>>>
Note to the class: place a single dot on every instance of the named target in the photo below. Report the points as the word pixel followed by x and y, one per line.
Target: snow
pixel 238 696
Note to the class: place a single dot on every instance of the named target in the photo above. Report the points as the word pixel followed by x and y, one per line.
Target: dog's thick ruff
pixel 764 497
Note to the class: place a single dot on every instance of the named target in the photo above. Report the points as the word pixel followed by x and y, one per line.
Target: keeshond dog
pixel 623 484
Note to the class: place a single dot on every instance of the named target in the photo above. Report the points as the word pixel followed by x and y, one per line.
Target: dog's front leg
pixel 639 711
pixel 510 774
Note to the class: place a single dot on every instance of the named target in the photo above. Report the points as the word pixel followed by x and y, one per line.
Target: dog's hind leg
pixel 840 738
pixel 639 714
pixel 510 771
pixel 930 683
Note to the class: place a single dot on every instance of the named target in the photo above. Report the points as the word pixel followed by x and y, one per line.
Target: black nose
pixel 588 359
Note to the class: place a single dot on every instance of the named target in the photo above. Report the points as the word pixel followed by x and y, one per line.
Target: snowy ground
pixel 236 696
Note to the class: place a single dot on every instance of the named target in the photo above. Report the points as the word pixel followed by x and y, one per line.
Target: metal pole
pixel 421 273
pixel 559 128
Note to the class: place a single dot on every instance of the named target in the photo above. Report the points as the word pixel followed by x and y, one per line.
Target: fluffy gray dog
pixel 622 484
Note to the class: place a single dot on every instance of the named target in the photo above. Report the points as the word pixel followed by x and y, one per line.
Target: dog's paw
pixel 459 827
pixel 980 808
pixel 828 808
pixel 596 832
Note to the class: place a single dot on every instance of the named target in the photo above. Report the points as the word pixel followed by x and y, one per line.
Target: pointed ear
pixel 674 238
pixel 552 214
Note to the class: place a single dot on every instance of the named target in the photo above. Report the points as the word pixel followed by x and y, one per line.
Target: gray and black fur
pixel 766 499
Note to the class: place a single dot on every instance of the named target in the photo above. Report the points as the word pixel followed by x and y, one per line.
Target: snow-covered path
<<<
- [Exercise brief]:
Copy every one of the records above word for word, line by line, with no changes.

- [Answer in full]:
Note to the class: place a single dot on every instance of the named target in the photo below. Report the points as the word pixel followed by x and y, one per line.
Target: snow
pixel 238 696
Note to the class: place a single dot on every instance of the named target in the photo above. Report the points as the word pixel followed by x and y, one per line.
Target: dog's thick ruff
pixel 764 497
Note to the class: place a single dot on every instance of the named target in the photo above. Report the points as the word pixel followed by x and y, one per line.
Target: keeshond dog
pixel 623 484
Note to the class: place a single dot on every instance of the named target in the photo above. Report the points as the word pixel followed by x and y, one per line.
Target: dog's front leg
pixel 639 711
pixel 510 774
Note to the class: place a single dot on every instance of the named target in the photo above. Report the points as the word pixel followed by x and y, one per line.
Target: dog's hind leg
pixel 840 738
pixel 639 714
pixel 510 771
pixel 930 683
Note to the class: place a single dot on every instance of the named target in the photo above. Report the points as the word pixel followed by x and y, one per line.
Target: black nose
pixel 588 359
Note to the class: place a single dot on every instance of the named target in the photo above. Report the points as the word pixel followed by x and y, one per line.
Target: snowy ground
pixel 236 696
Note to the class: place a single dot on every instance of the named target in the photo above. Report the points as the word pixel followed by x and y, one per line.
Target: metal pole
pixel 421 273
pixel 559 128
Note to the class: place a single dot on every instance of the named target in the photo above. Report the points as the word pixel followed by x and y, one per line.
Target: fluffy gray dog
pixel 622 484
Note to the class: place a single dot on every instance of the named target in the photo above. Report the points as the word pixel followed by x and y, one per line.
Target: dog's paw
pixel 459 827
pixel 980 808
pixel 828 808
pixel 596 832
Note to the class: place a single dot on every instance of the named target in the photo above. Report the points as the word pixel followed by x and y, one per line.
Target: pointed ear
pixel 674 238
pixel 552 214
Note to the class: place a single dot on every instance of the named target in the photo above. Report the points as the word pixel followed by x and y, one per line.
Target: gray and black fur
pixel 766 499
Note to the class: place a single dot on every instance of the named target in the photo above. Report the points as the word pixel followed by x and y, one per line.
Target: snow-covered path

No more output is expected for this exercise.